__EXCERPT PROVIDED__.
# Can anyone recommend pro traditional leather wedding album suppliers?



## GerryDavid (Jul 24, 2012)

Its time to step things up in my business again and take things to the next level.  I want to offer high quality leather *italian maybe* wedding albums in my middle wedding package, and I was hoping I could get some recommendations here.  I suspect these will be in the $500-$1000 price range?  Although if I can get an awesome deal that is cheaper on something that is high quality that would rock!


----------



## GerryDavid (Jul 24, 2012)

I forgot to mention that if they can assemble it, that would be great!  A wedding I did a couple of years ago got a pretty nice wedding album, and it was nerve wracking taping the pictures into the album and putting it together.  I knew a good size mistake would be a huge delay and costly on my part. : )


----------



## jamesbjenkins (Jul 24, 2012)

Check out Blurb.

I use them. Lots of choices, leather, textile, etc. Great prices.


----------



## GerryDavid (Jul 24, 2012)

Just from the name alone, it sounds like blurb makes press printed books?  And not pro level ones at that.

Im talking about the traditional albums that were the only option 10 years ago.


----------



## jamesbjenkins (Jul 24, 2012)

You're correct. My desired clients aren't interested in paying a grand for an album, so blurb is fine for me.

Good luck.


----------



## jamesbjenkins (Jul 24, 2012)

To be clear, Blurb has several options that are extremely "pro" or else I wouldn't be using them.

;-)


----------



## GerryDavid (Jul 24, 2012)

Im going to be offering my wedding clients both types of albums, the press printed ones for the lower end package, and more traditional albums for the higher end packages.  I want to I want to appeal to those that have incredibly awesome weddings and want the nicer end products.    Not someone looking for a bargain.

Ive noticed the consumer labs dont seem to offer hinged paper/pages that can lay flat on the table.  Plus the pro labs seem to use thicker paper.


----------



## GerryDavid (Jul 24, 2012)

jamesbjenkins said:


> You're correct. My desired clients aren't interested in paying a grand for an album, so blurb is fine for me.
> 
> Good luck.



Oh and the grand is the photographers cost, not the customers.  It would have a grand or two in markup before the client sees it, but that is with prints.


----------



## Big Mike (Jul 24, 2012)

professionalalbums
Finao Online - Home
Graphistudio | The Original Wedding Book© | Italiano - IT
Custom Coffee Table Photo Books and Wedding Albums for Professional Photographers | AsukaBook USA
Collages.net - Professional Lab, Albums, Books, Design Services & Sell Images Online


----------



## GerryDavid (Jul 24, 2012)

Thanks Mike!  Ive seen the name Asuka before, but forgot about them.


----------



## CCericola (Jul 24, 2012)

I use Kiss Albums and Queensberry. I would say Queensberry is higher end than Kiss.


----------



## CJThompson (Jul 24, 2012)

I have used Art Leather Albums for years! The changed their name recently to Professional Albums dot com.


----------



## jamesbjenkins (Jul 24, 2012)

GerryDavid said:
			
		

> Oh and the grand is the photographers cost, not the customers.  It would have a grand or two in markup before the client sees it, but that is with prints.



Yeah, my weddings are around 2k right now. If you can get somebody to buy your $3000 album, more power to you. Clearly, I live in the wrong market. Lol


----------



## GerryDavid (Jul 24, 2012)

Dataset records
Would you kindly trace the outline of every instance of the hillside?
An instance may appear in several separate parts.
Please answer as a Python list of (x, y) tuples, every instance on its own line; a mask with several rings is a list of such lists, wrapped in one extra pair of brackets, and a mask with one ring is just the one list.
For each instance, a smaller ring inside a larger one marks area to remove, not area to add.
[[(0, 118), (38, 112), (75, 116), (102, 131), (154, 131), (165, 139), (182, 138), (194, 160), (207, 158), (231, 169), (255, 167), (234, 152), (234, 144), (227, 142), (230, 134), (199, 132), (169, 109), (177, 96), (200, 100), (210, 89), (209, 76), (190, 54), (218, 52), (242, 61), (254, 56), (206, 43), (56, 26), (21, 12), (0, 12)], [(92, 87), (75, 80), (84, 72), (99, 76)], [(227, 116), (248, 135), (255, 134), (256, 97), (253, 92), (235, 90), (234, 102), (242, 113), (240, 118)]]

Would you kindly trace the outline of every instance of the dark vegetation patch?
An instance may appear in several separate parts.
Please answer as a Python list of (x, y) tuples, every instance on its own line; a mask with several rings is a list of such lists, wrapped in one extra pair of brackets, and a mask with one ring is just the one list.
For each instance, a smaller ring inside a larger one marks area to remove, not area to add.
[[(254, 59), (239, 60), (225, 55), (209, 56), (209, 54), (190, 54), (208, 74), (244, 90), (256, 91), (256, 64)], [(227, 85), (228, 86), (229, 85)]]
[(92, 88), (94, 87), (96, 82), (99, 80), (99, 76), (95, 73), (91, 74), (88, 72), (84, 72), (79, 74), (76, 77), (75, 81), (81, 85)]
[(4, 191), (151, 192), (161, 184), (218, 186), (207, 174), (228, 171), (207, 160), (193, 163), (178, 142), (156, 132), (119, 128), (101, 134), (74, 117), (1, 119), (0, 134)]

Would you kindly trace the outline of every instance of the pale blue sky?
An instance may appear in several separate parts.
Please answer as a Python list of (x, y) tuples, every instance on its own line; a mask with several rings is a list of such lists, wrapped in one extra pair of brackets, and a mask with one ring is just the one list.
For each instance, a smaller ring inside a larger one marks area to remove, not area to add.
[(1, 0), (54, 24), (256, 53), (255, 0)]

__THE PROBLEM__.
Decide whether each statement agrees with the forum thread on wedding album suppliers, answering yes or no and quoting the words of the thread that decide it. 1. One reply ranks Queensberry as higher end than Kiss. 2. The thread starter plans to offer press printed albums in the higher end packages. 3. The participant who uses Blurb says their weddings currently run around $3000. None of the items is needed for the exercise.

__REPLY__.
1. Yes: "I would say Queensberry is higher end than Kiss."
2. No: "the press printed ones for the lower end package, and more traditional albums for the higher end packages."
3. No: "Yeah, my weddings are around 2k right now."